● Work required
Only the lines with the string "brick" are needed; return each of them from the entries below.

Dataset items:
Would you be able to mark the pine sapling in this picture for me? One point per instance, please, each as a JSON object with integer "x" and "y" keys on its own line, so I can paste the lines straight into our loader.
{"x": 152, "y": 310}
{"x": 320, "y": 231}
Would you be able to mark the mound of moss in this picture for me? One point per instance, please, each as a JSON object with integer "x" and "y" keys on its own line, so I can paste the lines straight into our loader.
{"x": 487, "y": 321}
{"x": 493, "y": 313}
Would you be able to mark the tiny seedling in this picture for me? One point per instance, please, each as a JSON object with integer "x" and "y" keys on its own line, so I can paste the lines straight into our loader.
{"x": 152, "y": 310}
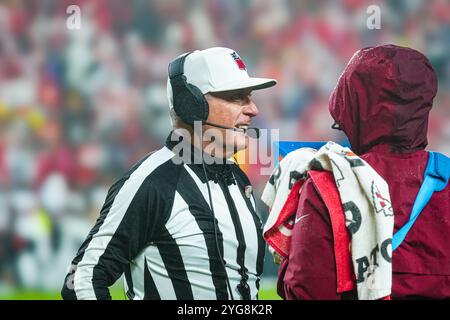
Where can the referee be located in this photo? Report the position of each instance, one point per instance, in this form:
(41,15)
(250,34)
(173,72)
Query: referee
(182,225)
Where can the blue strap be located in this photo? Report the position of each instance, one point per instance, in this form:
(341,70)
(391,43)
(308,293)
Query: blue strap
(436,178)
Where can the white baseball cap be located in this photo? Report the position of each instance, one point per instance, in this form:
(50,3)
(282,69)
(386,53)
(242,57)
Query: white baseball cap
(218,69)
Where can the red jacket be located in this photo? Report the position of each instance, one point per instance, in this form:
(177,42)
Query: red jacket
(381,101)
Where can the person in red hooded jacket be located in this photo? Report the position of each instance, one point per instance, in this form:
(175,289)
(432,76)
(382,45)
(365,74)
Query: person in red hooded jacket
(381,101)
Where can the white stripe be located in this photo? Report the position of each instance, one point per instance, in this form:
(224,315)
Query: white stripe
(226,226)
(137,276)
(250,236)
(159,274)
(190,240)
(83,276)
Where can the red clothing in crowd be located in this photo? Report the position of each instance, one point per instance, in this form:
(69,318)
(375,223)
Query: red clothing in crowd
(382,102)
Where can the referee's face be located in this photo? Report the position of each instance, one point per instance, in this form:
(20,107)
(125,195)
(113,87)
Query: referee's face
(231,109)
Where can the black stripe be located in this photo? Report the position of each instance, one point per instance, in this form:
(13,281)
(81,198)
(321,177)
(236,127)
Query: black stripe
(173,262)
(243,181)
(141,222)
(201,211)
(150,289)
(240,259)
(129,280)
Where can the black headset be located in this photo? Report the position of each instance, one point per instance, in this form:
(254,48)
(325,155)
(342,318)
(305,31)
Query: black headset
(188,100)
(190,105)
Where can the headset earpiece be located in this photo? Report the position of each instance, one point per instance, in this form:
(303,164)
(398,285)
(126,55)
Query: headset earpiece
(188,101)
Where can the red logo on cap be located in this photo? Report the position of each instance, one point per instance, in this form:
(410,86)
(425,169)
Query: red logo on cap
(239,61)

---

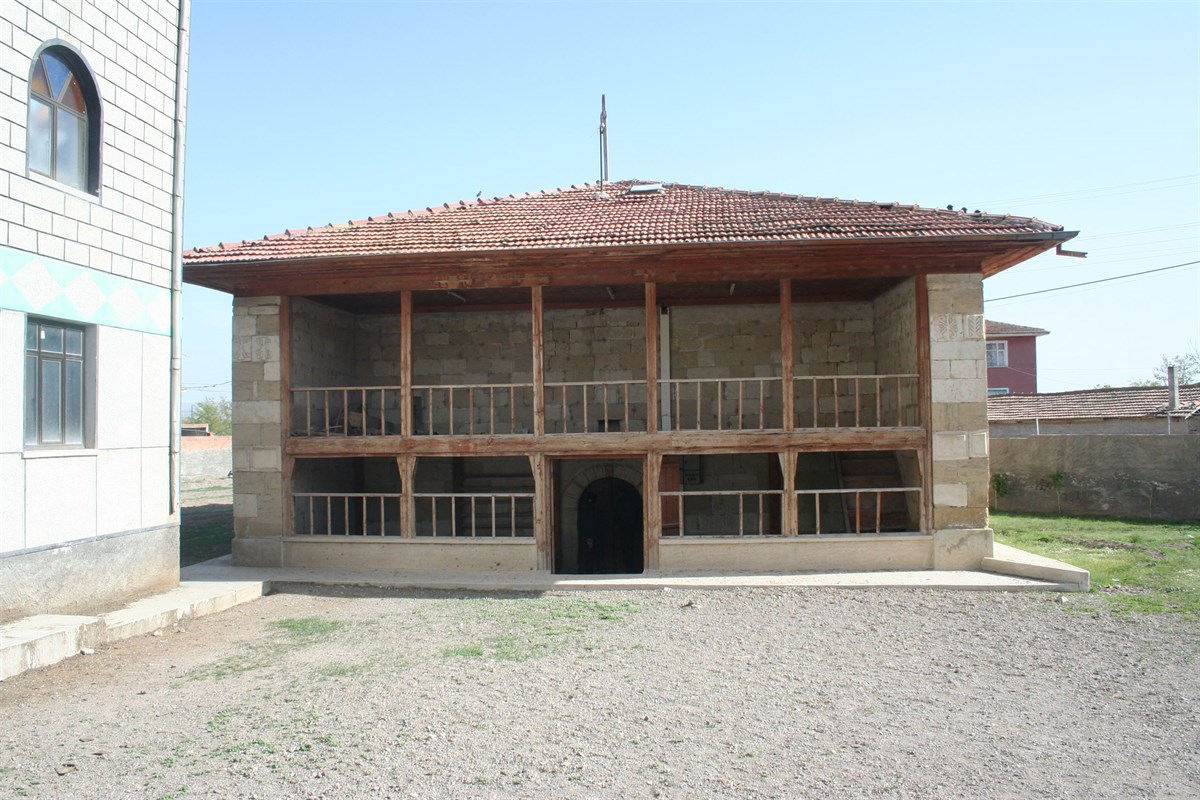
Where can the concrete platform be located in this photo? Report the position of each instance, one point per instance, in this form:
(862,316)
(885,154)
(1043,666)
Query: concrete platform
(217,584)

--

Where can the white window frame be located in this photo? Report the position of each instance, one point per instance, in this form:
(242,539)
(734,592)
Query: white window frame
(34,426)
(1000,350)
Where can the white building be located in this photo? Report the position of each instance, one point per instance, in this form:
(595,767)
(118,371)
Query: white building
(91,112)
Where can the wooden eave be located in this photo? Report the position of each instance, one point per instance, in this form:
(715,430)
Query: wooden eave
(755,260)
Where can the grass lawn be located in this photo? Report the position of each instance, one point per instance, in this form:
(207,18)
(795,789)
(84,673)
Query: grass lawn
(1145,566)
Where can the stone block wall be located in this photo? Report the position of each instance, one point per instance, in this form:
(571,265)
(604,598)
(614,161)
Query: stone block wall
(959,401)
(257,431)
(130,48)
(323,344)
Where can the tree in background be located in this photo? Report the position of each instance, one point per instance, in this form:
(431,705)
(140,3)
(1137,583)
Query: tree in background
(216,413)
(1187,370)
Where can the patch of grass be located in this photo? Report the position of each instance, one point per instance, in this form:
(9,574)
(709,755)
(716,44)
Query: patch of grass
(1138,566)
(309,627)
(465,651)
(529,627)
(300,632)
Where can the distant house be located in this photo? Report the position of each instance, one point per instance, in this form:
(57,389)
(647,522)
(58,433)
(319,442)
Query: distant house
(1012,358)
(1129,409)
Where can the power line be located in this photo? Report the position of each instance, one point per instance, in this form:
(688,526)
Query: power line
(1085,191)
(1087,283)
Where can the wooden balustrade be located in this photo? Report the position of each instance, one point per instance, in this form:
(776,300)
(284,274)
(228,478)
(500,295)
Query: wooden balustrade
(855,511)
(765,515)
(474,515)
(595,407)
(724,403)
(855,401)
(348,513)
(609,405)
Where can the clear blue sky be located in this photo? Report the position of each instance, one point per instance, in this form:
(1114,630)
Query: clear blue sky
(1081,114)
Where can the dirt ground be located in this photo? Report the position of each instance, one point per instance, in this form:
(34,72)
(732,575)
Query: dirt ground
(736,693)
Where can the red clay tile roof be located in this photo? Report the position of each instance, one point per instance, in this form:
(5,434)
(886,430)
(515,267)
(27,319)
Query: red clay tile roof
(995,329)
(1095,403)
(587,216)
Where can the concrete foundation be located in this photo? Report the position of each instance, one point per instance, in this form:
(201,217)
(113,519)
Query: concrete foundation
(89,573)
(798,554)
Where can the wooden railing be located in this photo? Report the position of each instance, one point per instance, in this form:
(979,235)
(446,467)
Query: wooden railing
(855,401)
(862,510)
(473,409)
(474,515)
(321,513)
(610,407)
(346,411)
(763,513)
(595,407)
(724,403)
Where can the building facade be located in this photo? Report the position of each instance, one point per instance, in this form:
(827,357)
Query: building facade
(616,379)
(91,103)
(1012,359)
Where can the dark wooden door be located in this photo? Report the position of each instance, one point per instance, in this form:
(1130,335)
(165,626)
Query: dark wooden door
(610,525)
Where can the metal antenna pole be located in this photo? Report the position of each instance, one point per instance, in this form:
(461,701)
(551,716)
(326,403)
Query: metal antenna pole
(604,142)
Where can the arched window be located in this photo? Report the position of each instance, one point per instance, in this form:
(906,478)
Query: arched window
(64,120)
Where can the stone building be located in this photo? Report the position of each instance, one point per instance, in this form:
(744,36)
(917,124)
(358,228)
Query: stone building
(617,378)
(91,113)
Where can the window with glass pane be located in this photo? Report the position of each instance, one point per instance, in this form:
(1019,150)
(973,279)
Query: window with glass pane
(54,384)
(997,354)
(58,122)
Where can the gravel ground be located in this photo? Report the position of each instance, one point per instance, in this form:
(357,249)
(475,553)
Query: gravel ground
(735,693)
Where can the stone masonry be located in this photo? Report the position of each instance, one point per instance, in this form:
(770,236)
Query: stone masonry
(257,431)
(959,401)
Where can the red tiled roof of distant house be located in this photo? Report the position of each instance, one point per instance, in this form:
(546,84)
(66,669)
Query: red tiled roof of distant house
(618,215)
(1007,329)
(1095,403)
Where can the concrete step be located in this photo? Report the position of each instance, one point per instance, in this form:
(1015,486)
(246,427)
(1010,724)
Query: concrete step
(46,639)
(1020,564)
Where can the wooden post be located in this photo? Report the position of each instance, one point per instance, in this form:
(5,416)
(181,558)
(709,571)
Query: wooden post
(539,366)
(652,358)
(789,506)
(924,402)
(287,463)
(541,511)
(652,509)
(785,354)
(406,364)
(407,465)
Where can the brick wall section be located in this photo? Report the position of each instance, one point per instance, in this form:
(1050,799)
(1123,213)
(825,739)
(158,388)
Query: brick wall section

● Your solution
Where can the brick wall section be located in this photo? Report the position of each instance, one point per instance, in this form:
Query: brick wall section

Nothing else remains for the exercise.